Set problem a. Write out the hunting passage below in full, word for word.
Quoted text start
One day’s hunting, which Mr. Roosevelt describes, shows what the country was like, how full it was of all kinds of animals. Leaving camp at seven in the morning they were out altogether over fifteen hours. They were after a lion, so did not look for other game. They soon passed some zebra, and antelope, but left them alone. The country was a dry, brown grassland, with few trees, and in some places seems to have looked like our Western prairie. At noon they sighted three rhinoceros, which they tried to avoid, as they did not wish to shoot them. Of course, in such circumstances it is necessary to do nothing to disturb the temper of the animals—stupid, short-sighted beasts—or else in their anger or alarm, they will blindly charge the hunter, who then is forced to shoot to save himself from being tossed and gored on that great horn. There was a hyena disturbing the other game, and as these are savage nuisances, Mr. Roosevelt shot this one at three hundred and fifty paces. While the porters were taking the skin, he could not help laughing, he says, at finding their party in the center of a great plain, stared at from all sides by enough wild animals to stock a circus. Vultures were flying overhead. The three rhinoceros were gazing at them, about half a mile away. Wildebeest (sometimes called gnu) which look something like the American buffalo or bison, and hartebeest, stood around in a ring, looking on. Four or five antelope came in closer to see what was happening, and a zebra trotted by, neighing and startling the rhinoceros.
After a rest for luncheon, they went on, looking for lions. Two wart-hogs jumped up, and Mr. Roosevelt shot the biggest of them. By this time it was getting late in the afternoon; time for lions to be about. At last they saw one; a big lioness. She ran along the bed of a stream, crouching so as not to be seen in the failing light. The two hunters rode past and would have missed her if one of the native followers had not sighted her a second time. Then Roosevelt and the other hunter left their horses, and came in close on foot. This is perhaps as dangerous as any hunting in Africa. A man must be cool and a good shot to go after lions; sooner or later almost every lion hunter either gets badly hurt or gets killed.
Quoted text end
Provided data start
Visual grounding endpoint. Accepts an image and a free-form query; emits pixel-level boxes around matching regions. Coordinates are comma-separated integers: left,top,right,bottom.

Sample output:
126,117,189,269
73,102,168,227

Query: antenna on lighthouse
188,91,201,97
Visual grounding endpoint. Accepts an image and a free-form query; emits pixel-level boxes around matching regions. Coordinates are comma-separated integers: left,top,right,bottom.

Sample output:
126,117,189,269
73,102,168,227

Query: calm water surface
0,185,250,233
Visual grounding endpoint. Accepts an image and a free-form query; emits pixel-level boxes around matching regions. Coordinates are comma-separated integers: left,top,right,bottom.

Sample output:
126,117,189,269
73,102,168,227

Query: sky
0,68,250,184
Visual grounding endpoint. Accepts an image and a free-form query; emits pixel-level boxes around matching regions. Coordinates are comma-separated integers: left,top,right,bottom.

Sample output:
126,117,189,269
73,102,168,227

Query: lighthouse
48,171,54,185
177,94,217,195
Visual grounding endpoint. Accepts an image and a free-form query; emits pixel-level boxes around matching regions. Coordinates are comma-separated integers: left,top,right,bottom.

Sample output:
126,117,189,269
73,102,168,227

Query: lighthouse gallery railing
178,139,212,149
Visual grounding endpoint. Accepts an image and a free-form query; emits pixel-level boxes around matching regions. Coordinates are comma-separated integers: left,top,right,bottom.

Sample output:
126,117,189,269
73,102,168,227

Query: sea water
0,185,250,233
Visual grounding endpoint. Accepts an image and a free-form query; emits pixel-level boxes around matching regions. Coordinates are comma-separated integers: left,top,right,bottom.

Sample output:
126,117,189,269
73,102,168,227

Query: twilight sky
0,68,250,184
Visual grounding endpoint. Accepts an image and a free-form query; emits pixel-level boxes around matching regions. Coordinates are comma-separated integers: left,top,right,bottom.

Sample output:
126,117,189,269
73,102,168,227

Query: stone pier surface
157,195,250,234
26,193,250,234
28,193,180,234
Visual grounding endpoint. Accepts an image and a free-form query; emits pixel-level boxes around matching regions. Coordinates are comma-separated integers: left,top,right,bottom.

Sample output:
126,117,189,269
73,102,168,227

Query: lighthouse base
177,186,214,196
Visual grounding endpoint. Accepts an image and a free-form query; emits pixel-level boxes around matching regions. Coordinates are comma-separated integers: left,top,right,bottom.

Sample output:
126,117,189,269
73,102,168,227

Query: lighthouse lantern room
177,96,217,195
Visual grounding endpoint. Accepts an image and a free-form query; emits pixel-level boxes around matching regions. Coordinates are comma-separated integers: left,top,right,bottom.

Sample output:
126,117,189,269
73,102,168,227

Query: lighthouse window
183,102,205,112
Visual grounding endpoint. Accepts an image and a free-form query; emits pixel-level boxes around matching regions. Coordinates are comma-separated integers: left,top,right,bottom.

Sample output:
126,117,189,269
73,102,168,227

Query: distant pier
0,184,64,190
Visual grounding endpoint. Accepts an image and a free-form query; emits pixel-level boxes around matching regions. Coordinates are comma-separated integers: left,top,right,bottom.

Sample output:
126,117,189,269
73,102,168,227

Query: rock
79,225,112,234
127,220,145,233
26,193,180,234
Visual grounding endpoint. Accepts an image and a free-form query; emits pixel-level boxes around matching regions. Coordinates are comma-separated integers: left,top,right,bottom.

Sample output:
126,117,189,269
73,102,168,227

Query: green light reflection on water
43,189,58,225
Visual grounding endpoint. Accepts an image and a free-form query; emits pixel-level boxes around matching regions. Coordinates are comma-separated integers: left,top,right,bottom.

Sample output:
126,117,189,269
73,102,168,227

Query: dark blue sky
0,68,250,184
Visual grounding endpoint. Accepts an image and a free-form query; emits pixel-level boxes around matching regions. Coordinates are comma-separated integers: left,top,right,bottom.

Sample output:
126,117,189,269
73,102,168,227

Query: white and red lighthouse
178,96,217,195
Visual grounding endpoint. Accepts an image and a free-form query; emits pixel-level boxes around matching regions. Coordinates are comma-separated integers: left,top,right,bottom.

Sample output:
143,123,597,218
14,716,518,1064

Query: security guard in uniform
Provided data end
Set problem b. Give again, unchanged, the lines of the entries above, beginning at the first line of the entries and stopping after the line that contains "188,91,201,97". Include both of those lines and nothing else.

Exercise output a.
One day’s hunting, which Mr. Roosevelt describes, shows what the country was like, how full it was of all kinds of animals. Leaving camp at seven in the morning they were out altogether over fifteen hours. They were after a lion, so did not look for other game. They soon passed some zebra, and antelope, but left them alone. The country was a dry, brown grassland, with few trees, and in some places seems to have looked like our Western prairie. At noon they sighted three rhinoceros, which they tried to avoid, as they did not wish to shoot them. Of course, in such circumstances it is necessary to do nothing to disturb the temper of the animals—stupid, short-sighted beasts—or else in their anger or alarm, they will blindly charge the hunter, who then is forced to shoot to save himself from being tossed and gored on that great horn. There was a hyena disturbing the other game, and as these are savage nuisances, Mr. Roosevelt shot this one at three hundred and fifty paces. While the porters were taking the skin, he could not help laughing, he says, at finding their party in the center of a great plain, stared at from all sides by enough wild animals to stock a circus. Vultures were flying overhead. The three rhinoceros were gazing at them, about half a mile away. Wildebeest (sometimes called gnu) which look something like the American buffalo or bison, and hartebeest, stood around in a ring, looking on. Four or five antelope came in closer to see what was happening, and a zebra trotted by, neighing and startling the rhinoceros.
After a rest for luncheon, they went on, looking for lions. Two wart-hogs jumped up, and Mr. Roosevelt shot the biggest of them. By this time it was getting late in the afternoon; time for lions to be about. At last they saw one; a big lioness. She ran along the bed of a stream, crouching so as not to be seen in the failing light. The two hunters rode past and would have missed her if one of the native followers had not sighted her a second time. Then Roosevelt and the other hunter left their horses, and came in close on foot. This is perhaps as dangerous as any hunting in Africa. A man must be cool and a good shot to go after lions; sooner or later almost every lion hunter either gets badly hurt or gets killed.

Exercise output b.
Visual grounding endpoint. Accepts an image and a free-form query; emits pixel-level boxes around matching regions. Coordinates are comma-separated integers: left,top,right,bottom.

Sample output:
126,117,189,269
73,102,168,227

Query: antenna on lighthouse
188,91,201,97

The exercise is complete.